§ INSTRUCTIONS:
(A) In the forum post about reindexing, what is the default maximum number of terms for a Terms query?
(B) Using the forum post about reindexing, explain why the poster splits the list of terms into batches of 50,000.

--- Begin SOURCE EXCERPT ---

Everyday I create an index with a size of approximately 10 GB of size. Once the index is completed, I need to reindex a certain set of documents into a new filtered index. To filter the documents I'm using a Terms query with the terms that I want to allow in the new index. I'm currently using around one million terms in my reindex query. From the documentation I read that the maximum number of terms defaults to 65,536, which is considerably lower than the number of terms that I need to use.
As a solution, I'm using the Python API and reindexing the document in "batches". What I'm doing is divide the list of one million terms into batches of 50,000 terms and reindexing my index. To control the number of simultaneous reindexing processes I set the
wait_for_completion parameter to True. My script is correctly (as far as I've seen) reindexing the data. However, it is taking too long in the reindexing process. I've read comments of considerably larger indexes being reindexed in a day. Mine has taken about 6 hours in just 13 of the 35 batches.
I think this is because I'm running 35 reindexing processes one after the other. I have two main questions:
Is it possible to approach to this problem in a different manner? Can I reindex directly from Elasticsearch with that amount of terms? Any ideas are very welcomed.
In the case that my current solution is "the only" way to proceed, could you give me some insights on the size of the batches? Is it more efficient to have a lot of batches with not many terms o just a few batches with a lot of terms?
Many thanks in advance,

--- End SOURCE EXCERPT ---
--- Begin DATASET CONTENT ---

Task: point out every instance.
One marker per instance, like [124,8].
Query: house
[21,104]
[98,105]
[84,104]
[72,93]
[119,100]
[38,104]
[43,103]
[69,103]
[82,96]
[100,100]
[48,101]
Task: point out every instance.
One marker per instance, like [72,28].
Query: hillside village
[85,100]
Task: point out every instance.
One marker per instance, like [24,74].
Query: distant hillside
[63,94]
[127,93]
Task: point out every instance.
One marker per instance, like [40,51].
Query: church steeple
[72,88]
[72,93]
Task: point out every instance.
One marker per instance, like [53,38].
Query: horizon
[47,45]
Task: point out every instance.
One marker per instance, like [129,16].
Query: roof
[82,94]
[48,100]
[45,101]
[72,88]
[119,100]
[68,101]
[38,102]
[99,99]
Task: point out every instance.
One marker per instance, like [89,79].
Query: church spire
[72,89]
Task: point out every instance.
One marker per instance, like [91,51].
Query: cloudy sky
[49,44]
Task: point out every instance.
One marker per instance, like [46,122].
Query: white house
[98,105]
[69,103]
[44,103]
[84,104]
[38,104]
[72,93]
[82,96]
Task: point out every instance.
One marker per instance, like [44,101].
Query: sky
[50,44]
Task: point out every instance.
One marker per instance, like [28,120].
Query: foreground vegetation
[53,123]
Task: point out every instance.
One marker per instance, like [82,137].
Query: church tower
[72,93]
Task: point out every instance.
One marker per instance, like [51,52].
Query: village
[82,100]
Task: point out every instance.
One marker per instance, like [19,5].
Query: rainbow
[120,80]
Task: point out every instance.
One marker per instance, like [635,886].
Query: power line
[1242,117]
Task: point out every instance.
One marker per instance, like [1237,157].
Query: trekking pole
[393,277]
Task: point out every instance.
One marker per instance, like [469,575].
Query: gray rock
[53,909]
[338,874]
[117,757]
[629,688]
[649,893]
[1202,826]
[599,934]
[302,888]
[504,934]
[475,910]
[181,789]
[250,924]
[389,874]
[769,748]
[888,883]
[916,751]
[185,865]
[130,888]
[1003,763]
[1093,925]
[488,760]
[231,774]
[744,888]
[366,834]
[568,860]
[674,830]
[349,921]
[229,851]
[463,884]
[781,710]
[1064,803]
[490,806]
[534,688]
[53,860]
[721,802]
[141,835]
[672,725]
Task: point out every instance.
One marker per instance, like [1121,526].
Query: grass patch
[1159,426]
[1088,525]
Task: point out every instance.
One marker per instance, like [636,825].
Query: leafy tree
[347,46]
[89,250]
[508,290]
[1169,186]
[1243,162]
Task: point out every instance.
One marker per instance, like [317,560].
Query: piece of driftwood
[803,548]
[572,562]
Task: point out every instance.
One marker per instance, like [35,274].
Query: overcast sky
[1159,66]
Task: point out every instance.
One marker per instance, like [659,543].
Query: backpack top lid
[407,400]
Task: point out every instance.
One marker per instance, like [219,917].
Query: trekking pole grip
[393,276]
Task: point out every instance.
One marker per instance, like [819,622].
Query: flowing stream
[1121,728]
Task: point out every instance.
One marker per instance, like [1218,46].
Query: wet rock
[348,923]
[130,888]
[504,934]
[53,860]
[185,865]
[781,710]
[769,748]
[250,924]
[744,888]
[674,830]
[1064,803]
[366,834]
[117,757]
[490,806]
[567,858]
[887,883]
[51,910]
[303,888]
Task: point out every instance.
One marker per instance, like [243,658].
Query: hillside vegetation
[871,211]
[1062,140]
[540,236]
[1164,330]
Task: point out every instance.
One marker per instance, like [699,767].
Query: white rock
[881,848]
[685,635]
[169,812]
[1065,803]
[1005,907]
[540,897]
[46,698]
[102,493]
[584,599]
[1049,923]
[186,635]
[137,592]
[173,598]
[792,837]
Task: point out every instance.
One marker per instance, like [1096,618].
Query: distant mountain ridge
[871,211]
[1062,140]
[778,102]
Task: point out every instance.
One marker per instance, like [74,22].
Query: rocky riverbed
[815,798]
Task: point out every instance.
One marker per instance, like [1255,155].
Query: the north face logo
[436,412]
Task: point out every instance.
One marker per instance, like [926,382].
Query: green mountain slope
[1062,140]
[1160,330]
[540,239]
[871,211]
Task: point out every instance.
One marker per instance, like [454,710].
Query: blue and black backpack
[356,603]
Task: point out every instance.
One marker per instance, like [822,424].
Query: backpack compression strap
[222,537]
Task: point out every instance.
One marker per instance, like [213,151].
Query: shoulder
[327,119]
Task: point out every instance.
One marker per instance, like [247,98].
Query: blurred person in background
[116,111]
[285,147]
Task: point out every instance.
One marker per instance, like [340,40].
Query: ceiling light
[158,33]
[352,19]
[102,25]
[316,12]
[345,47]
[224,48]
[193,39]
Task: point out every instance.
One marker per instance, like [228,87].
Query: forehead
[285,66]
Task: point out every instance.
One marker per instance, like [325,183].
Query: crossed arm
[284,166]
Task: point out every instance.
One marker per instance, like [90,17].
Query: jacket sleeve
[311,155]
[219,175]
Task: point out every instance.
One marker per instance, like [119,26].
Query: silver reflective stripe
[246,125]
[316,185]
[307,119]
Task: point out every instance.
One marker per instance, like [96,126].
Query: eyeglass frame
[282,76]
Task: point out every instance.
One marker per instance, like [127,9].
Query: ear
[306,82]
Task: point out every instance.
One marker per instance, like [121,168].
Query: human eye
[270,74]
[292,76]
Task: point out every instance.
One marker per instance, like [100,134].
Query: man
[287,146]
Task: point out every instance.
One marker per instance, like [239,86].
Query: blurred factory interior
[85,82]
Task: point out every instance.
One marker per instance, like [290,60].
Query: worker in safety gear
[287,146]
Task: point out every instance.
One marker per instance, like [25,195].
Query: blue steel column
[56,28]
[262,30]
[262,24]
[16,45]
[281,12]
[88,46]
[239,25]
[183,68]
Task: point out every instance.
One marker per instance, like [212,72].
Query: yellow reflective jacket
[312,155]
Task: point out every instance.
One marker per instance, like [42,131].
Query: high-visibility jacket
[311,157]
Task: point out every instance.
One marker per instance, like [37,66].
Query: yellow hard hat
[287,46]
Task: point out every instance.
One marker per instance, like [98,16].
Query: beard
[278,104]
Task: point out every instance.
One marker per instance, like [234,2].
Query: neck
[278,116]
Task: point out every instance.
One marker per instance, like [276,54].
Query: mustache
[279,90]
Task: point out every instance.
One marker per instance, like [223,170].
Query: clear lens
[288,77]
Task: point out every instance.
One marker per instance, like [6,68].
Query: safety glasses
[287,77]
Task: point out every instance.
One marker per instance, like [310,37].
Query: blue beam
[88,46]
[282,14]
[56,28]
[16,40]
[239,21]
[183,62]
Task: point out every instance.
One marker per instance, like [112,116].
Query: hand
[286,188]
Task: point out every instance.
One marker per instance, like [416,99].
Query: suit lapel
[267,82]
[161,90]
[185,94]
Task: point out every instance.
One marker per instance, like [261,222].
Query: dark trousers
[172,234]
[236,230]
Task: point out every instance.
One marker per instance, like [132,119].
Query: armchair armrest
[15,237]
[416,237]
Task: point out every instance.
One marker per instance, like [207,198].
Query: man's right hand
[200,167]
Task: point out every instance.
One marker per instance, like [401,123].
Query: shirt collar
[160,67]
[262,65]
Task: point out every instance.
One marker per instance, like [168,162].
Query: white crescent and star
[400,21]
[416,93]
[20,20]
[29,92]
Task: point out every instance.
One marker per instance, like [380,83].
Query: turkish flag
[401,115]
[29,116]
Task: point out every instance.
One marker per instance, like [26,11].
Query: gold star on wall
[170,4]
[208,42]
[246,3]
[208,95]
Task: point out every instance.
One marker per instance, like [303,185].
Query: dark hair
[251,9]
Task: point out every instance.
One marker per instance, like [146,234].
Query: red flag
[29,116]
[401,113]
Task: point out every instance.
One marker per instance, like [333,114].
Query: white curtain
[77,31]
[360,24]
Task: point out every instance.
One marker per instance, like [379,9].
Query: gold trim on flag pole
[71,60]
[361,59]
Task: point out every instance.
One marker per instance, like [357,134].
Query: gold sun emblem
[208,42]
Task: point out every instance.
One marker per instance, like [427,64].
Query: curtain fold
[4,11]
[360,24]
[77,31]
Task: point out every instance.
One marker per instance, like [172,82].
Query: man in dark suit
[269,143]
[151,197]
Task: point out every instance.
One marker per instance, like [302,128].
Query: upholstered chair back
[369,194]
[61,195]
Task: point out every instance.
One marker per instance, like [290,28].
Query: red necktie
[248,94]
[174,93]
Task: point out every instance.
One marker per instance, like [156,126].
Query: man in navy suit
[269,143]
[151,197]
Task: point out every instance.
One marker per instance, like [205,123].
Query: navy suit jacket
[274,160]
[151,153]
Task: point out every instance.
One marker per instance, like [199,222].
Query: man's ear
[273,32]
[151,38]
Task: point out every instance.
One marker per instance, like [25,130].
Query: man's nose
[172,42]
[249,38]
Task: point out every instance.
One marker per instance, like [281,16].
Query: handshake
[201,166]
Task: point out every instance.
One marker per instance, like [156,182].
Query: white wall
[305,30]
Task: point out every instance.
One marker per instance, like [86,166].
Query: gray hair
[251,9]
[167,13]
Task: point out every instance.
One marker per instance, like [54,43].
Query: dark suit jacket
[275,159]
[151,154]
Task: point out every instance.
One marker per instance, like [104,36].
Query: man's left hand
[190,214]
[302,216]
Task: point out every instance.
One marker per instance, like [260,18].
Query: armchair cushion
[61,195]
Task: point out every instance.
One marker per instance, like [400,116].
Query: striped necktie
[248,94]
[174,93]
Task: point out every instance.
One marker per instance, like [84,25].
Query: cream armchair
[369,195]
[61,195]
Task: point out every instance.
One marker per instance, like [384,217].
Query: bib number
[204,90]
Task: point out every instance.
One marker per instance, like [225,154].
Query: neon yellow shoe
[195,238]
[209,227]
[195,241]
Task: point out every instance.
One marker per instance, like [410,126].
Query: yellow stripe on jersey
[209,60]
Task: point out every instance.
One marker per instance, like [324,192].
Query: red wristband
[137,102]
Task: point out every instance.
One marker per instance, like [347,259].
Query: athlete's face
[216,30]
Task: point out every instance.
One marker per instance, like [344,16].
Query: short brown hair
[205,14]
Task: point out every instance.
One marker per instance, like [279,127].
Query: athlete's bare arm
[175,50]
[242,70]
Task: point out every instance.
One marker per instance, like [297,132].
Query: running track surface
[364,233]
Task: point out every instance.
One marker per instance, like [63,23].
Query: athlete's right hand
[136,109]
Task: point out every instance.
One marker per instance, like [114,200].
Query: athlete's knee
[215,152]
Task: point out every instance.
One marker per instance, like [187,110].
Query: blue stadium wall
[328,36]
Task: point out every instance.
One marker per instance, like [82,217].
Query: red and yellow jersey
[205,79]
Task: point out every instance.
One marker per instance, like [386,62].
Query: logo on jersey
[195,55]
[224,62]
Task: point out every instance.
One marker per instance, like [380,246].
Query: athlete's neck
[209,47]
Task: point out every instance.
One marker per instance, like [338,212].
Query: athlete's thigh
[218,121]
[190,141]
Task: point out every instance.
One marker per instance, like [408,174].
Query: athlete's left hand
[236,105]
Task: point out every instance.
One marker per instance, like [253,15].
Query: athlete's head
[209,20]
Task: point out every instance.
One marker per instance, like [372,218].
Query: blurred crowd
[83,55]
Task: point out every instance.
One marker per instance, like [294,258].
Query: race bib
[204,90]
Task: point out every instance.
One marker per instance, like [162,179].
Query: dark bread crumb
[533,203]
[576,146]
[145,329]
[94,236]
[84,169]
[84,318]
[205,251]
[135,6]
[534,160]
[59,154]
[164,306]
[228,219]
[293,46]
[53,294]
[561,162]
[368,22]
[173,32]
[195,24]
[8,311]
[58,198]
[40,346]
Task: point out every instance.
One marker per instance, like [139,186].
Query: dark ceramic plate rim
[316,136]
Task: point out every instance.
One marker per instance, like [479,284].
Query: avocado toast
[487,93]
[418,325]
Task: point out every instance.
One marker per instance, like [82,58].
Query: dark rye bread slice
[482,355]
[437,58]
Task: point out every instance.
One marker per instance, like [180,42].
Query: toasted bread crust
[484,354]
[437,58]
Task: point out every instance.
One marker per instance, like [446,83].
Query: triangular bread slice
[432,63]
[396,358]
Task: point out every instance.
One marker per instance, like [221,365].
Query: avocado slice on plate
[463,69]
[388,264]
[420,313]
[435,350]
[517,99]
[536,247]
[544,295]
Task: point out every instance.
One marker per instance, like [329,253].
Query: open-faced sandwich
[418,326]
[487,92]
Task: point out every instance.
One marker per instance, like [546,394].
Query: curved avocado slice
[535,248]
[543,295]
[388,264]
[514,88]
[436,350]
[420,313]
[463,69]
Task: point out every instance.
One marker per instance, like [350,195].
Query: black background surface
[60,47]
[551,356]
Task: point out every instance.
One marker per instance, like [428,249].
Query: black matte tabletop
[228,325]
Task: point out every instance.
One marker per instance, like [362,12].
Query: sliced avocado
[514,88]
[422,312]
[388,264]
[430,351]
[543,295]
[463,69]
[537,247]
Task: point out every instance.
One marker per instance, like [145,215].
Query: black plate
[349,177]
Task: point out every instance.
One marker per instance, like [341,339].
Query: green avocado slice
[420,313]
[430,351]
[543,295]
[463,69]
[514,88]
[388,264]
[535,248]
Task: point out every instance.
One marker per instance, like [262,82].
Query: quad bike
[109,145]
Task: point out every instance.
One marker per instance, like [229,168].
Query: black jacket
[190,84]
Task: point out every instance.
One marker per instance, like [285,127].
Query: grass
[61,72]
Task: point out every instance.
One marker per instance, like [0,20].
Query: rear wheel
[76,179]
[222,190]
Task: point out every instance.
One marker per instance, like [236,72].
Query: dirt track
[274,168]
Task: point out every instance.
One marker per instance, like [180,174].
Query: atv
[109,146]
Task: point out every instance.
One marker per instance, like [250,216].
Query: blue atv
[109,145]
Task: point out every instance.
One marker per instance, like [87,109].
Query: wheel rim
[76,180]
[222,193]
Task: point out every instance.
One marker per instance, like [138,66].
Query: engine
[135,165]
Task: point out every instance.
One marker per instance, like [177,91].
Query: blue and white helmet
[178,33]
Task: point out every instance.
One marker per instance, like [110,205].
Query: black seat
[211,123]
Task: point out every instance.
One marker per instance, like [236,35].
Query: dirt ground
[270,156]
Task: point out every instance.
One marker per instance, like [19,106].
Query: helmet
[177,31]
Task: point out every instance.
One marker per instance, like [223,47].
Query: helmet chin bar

--- End DATASET CONTENT ---

§ ANSWERS BY TASK:
(A) 65,536 terms.

(B) The poster needs around one million terms to filter the documents. That is far more than the 65,536 terms a Terms query allows by default. Reindexing in batches of 50,000 terms keeps each query under that limit.